Exercice bref 1: Présentez en liste numérotée, sans les lignes vides, tous les enregistrements, de la ligne contenant "Where can the baby nose" jusqu'à celle contenant "x=330, y=88", ces deux lignes comprises.

Texte cité:
_ _ _
C’est l’histoire de toutes les époques embrouillées, où quelques coquins audacieux épouvantent, pour un temps, l’honnêteté effrayée, en attendant que d’autres effrois la forcent à reprendre le bon chemin. C’est peu honorable pour l’honnêteté de cette sorte, mais quoi? ne faut-il pas être du niveau de son temps?

Le niveau actuel est très supérieur, chez les catholiques, à celui d’alors. Ils sont plus intelligents, plus unis, plus énergiques, ils ont plus le sens de la tactique dans la lutte. Qui sait si la même conviction chez les révolutionnaires n’est pas le mobile de leur nouvelle prise d’armes? Ils se hâtent, parce qu’ils estiment que les positions ne sont plus les mêmes. Laissez-les faire. Les catholiques pourront souffrir, mais les nouvelles couches ne préparent à les venger des persécutions des libres penseurs.

Les traditions du droit ancien, effacées dans ce qui était utile à l’Eglise, sont maintenues avec haine par certains juristes, héritiers étroits de nos vieux parlements; cela doit disparaître, mais non pas sans bataille. Elle sera livrée, et nous l’emporterons. Si j’avais à donner un conseil aux jurisconsultes catholiques, je les conjurerais d’étudier le droit ancien dans ce qu’il a de vexatoire pour nous, afin de nous apprendre à faire disparaître tout système incompatible avec le système nouveau. Les catholiques ont renoncé aux privilèges d’autrefois, il est logique qu’on renonce à leur égard à ce qui dans l’ancien droit gênait leur liberté.

Il serait par trop fort qu’on leur imposât les charges des deux systèmes et qu’on ne leur accordât les avantages d’aucun. Vous nous avez ôté nos droits séculaires, nous acceptons la spoliation, nous entrons dans le droit commun; mais nous le voulons tout entier. Que nous font des textes de lois édictées au moment des grandes fureurs contre l’Eglise et la monarchie? La paix s’est faite sur de nouvelles bases, nous nous y conformons; voulez-vous que nous soyons de bons citoyens? ne nous forcez pas à devenir de mauvais catholiques.

Nous le deviendrions, si nous vous cédions tout ce que vous voulez nous arracher: car vous le savez bien, pour vous ce n’est pas le clérialisme, c’est l’Eglise catholique qui est l’ennemi. C’est la mort de la société religieuse que vous poursuivez; eh bien! nous vous résisterons.

Tel est, après tout, le fond de la crise.

Elle durera longtemps, car ni la Révolution, ni l’Eglise ne consentiront à céder, à moins que nous ne soyons à la fin des temps. L’Eglise ne saurait périr, mais la Révolution peut être vaincue, comme l’a été le paganisme, comme le furent les Ariens, comme s’affaisse le Croissant, comme se dissout la Réforme dans des transformations où Luther et Calvin ne la reconnaîtraient plus. Ce seront toujours les mêmes haines exercées par d’autres ennemis; mais leurs variations en face de son immutabilité servira à prouver où est la vérité éternelle, où est le bien qui découle du vrai.
_ _ _
Enregistrements:
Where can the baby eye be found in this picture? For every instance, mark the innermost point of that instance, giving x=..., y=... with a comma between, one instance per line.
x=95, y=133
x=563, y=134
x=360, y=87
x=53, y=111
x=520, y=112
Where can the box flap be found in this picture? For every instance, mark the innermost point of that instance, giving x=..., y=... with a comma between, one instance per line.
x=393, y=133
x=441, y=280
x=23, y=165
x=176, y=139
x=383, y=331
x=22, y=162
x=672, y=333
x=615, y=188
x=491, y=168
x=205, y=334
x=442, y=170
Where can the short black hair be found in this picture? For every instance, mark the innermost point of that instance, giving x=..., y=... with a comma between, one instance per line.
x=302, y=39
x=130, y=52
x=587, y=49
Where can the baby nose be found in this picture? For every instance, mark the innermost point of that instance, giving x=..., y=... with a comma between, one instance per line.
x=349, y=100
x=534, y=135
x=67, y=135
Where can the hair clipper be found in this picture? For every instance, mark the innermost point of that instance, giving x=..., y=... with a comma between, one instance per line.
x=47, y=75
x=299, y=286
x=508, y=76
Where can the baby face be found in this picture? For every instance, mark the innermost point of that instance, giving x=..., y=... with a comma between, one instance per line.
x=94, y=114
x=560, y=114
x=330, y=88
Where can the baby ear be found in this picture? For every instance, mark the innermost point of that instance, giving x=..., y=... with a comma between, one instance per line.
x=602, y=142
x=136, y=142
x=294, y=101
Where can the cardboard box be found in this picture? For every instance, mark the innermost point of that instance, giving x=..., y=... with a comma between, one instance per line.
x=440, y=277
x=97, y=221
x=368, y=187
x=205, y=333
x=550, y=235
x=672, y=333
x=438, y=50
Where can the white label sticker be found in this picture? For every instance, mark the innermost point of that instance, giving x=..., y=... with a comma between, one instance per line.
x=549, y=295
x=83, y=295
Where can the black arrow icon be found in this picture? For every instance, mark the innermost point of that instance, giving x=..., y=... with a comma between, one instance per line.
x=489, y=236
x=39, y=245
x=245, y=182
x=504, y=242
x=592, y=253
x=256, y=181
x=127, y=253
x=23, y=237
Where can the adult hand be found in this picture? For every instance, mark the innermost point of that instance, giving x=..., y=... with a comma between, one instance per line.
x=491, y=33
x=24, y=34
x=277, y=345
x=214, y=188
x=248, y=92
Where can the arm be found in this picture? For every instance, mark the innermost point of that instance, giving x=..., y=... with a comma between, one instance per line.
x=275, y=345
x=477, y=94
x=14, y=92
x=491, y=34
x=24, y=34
_ _ _
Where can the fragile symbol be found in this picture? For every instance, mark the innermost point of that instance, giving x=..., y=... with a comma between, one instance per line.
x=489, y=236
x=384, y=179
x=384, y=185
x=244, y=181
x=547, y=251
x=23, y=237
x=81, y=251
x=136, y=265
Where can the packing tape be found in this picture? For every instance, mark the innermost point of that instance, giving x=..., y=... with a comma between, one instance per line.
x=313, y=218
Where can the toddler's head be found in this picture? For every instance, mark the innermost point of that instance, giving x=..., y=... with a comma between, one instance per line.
_ _ _
Exercice bref 2: Réécrivez le passage du texte cité qui va de "Le niveau actuel" jusqu'à "des libres penseurs.", en y changeant "révolutionnaires" en "adversaires".

Réponse attendue 1:
1. Where can the baby nose be found in this picture? For every instance, mark the innermost point of that instance, giving x=..., y=... with a comma between, one instance per line.
2. x=349, y=100
3. x=534, y=135
4. x=67, y=135
5. Where can the hair clipper be found in this picture? For every instance, mark the innermost point of that instance, giving x=..., y=... with a comma between, one instance per line.
6. x=47, y=75
7. x=299, y=286
8. x=508, y=76
9. Where can the baby face be found in this picture? For every instance, mark the innermost point of that instance, giving x=..., y=... with a comma between, one instance per line.
10. x=94, y=114
11. x=560, y=114
12. x=330, y=88

Réponse attendue 2:
Le niveau actuel est très supérieur, chez les catholiques, à celui d’alors. Ils sont plus intelligents, plus unis, plus énergiques, ils ont plus le sens de la tactique dans la lutte. Qui sait si la même conviction chez les adversaires n’est pas le mobile de leur nouvelle prise d’armes? Ils se hâtent, parce qu’ils estiment que les positions ne sont plus les mêmes. Laissez-les faire. Les catholiques pourront souffrir, mais les nouvelles couches ne préparent à les venger des persécutions des libres penseurs.